Vorliegender Text:
───

Er ist der erfolgreichste deutsche Sänger der letzten Jahrzehnte: Heute Freitag wird Peter Maffay 70 Jahre alt. Der Rocker hat BLICK zu Hause am Starnberger See empfangen, um Bilanz über sein Leben zu ziehen.

BLICK: Herzliche Gratulation zum 70.! Mit welchem Gefühl betreten Sie Ihr neues Jahrzehnt?
Peter Maffay: Mit einem guten Gefühl. Ich habe sehr viele Dinge erledigt, die Pflicht also quasi erfüllt. Nun beginnt die Kür. Anders gesagt: Die grossen Bäume sind gepflanzt, nun geht es um die Ziersträucher.

Keine Angst vor dem Alter?
Angst nicht, aber natürlich ist mir meine Endlichkeit bewusster als früher. Mit 70 ist es nicht mehr aussergewöhnlich, wenn es zu entscheidenden anatomischen Veränderungen kommt. Das zeichnet sich glücklicherweise aber jetzt gerade noch nicht ab.

Was tun Sie, um dem Alter ein Schnippchen zu schlagen?
Ich treibe viel Sport. Und ich versuche, meinen Konsum vernünftig einzuteilen. Ich trinke kaum mehr Alkohol, den Zigarillos habe ich definitiv abgeschworen. Ausserdem gibt es ein kleines Baby in meinem Leben, dieses revitalisiert auch einiges.

Sie sind vor neun Monaten nochmals Vater geworden. Welchen Einfluss hat die kleine Anouk auf Ihr Leben?
Natürlich einen riesigen Einfluss. Ich nehme mir mehr Zeit für die Kleine, als ich es bei meinem 15-jährigen Sohn Yaris getan habe. Weil ich heute weniger getrieben bin. Der berufliche Druck schwindet mit dem Alter, man muss sich weniger beweisen. Das verschafft mehr Spielraum für die Familie.

Wie sieht Ihr Tagesablauf aus?
Ich stehe sehr früh auf, drehe dann meine Runden auf dem Fahrrad. Später gehe ich zum Bäcker und kaufe fürs Frühstück ein. Wieder daheim, wird als Erstes die Kleine versorgt. Dieser Moment ist wohl der schönste des Tages. Ich hole Anouk aus dem Bettchen, kuschle mit ihr. Sie ist meist so verschlafen, dass sie sich nicht wehren kann (lacht).

Wickeln Sie sie auch?
Aber sicher, ich bin mittlerweile Experte darin. Ich gebe Anouk die Milch und windle sie. Dann übergebe ich die Kleine an Hendrikje für den Rest des Tages. Ich verziehe mich ins Büro für Meetings. Bin ich nicht so stark in die Musik eingebunden wie jetzt gerade, kümmere ich mich um unsere Stiftung. In der Regel arbeite ich mehr für Tabaluga als für meinen eigentlichen Beruf als Musiker. Was mich manchmal in eine Zwickmühle bringt.

Tönt nicht nach dem Rockstar-Leben, wie man es sich vorstellt.

───

Aufgabe: Schreib das Interview mit Peter Maffay oben weiter und mach nach der letzten Frage weiter.

Vorliegende Daten:
───

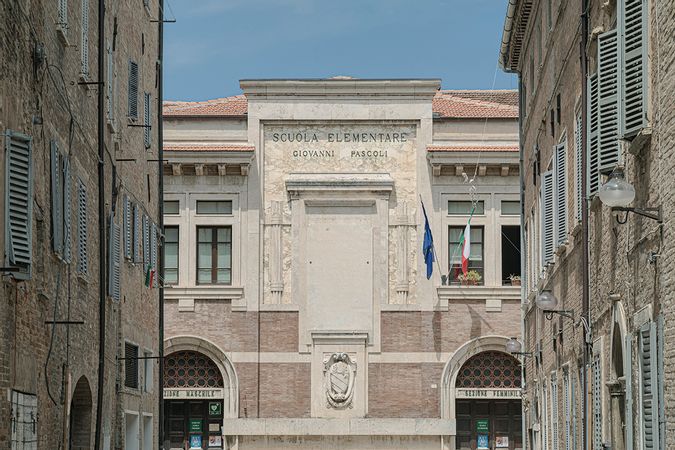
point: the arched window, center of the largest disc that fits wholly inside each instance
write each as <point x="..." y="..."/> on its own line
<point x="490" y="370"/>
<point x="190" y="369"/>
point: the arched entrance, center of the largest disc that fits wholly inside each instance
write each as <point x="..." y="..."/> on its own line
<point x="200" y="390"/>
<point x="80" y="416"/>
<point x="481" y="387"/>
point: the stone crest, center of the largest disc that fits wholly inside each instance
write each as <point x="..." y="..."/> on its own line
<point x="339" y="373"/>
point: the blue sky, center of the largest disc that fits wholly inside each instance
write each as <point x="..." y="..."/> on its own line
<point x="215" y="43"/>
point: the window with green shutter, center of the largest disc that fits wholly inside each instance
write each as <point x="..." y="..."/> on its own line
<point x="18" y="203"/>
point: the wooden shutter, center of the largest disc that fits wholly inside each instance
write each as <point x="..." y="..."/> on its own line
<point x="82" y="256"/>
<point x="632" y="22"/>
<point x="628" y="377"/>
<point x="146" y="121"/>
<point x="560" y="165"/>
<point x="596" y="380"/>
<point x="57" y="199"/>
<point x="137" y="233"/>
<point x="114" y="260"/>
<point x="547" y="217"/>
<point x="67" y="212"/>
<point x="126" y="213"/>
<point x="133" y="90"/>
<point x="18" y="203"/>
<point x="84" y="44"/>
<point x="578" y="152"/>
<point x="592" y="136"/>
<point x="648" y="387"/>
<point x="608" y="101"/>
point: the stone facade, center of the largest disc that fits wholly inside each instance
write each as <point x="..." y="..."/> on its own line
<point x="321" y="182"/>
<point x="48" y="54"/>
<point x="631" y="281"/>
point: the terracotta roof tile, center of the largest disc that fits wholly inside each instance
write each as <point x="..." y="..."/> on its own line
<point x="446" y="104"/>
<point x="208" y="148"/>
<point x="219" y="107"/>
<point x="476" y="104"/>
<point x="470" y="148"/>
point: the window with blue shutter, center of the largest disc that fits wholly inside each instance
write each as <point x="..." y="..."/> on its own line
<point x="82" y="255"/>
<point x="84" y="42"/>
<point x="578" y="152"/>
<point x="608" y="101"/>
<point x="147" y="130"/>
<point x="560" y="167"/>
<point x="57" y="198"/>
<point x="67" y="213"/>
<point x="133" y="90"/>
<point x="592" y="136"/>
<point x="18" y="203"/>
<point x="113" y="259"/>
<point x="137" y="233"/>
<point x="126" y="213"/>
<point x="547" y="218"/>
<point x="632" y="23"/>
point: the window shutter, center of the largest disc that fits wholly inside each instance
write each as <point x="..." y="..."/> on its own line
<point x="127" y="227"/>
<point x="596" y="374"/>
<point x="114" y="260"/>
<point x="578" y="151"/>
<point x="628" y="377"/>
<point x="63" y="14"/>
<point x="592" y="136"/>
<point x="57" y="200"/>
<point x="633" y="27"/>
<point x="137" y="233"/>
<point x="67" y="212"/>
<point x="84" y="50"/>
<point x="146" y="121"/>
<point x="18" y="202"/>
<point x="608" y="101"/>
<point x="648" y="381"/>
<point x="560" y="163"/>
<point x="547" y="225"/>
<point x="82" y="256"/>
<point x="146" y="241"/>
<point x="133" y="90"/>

───

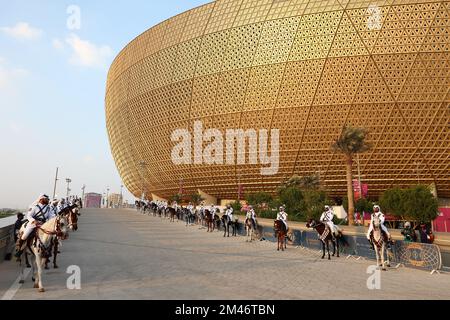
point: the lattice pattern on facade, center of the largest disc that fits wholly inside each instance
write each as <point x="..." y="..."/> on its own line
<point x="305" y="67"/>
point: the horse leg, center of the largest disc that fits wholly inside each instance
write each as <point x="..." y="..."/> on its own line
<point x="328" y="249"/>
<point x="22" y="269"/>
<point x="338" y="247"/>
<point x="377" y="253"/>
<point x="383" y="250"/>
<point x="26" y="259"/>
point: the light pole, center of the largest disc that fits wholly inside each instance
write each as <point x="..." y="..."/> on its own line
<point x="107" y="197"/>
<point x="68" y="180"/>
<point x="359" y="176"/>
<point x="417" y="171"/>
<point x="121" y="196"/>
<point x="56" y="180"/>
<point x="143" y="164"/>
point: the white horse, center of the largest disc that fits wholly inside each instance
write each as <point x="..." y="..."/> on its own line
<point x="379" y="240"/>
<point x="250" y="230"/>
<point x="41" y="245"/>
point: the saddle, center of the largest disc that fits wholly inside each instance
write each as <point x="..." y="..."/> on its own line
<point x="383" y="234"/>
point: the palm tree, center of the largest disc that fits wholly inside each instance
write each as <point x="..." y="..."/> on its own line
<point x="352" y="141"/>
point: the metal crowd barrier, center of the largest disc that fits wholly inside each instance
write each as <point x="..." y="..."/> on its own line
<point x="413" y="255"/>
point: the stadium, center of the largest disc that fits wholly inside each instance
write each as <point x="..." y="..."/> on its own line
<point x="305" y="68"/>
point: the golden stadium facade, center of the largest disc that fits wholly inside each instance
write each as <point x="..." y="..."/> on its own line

───

Ergebnis:
Ist es auch nicht. Schon lange nicht mehr. In den letzten Jahrzehnten habe ich mich ziemlich stark im Bereich der Normalität bewegt. Ich mache einen normalen Job, der zwischendurch vielleicht ein bisschen verrückt und extrovertiert ist. Aber die Exaltiertheit von früher ist vorbei.

Sie feiern heuer auch Ihr 50-Jahr-Bühnenjubiläum. Stolz darauf?
Stolz ist ein Gefühl, dass ich nicht mit meiner Arbeit zusammenbringe. Ich habe einige Gold- und Platinauszeichnungen an der Wand hängen, aber es gibt Leute, die haben zehn Mal mehr erreicht als ich. Klar, 50 Jahre sind eine lange Zeit. Ich will es auch gar nicht herunterspielen. Aber so gewaltig ist mein Beitrag für die Menschheit dann doch nicht, um stolz darauf sein zu können. Ich bin glücklich über meine Laufbahn, weil sie es mir ermöglicht hat, was mir immer wichtig war: selbstbestimmt leben zu können.

Auch in einer Beziehung? Sie waren viermal verheiratet.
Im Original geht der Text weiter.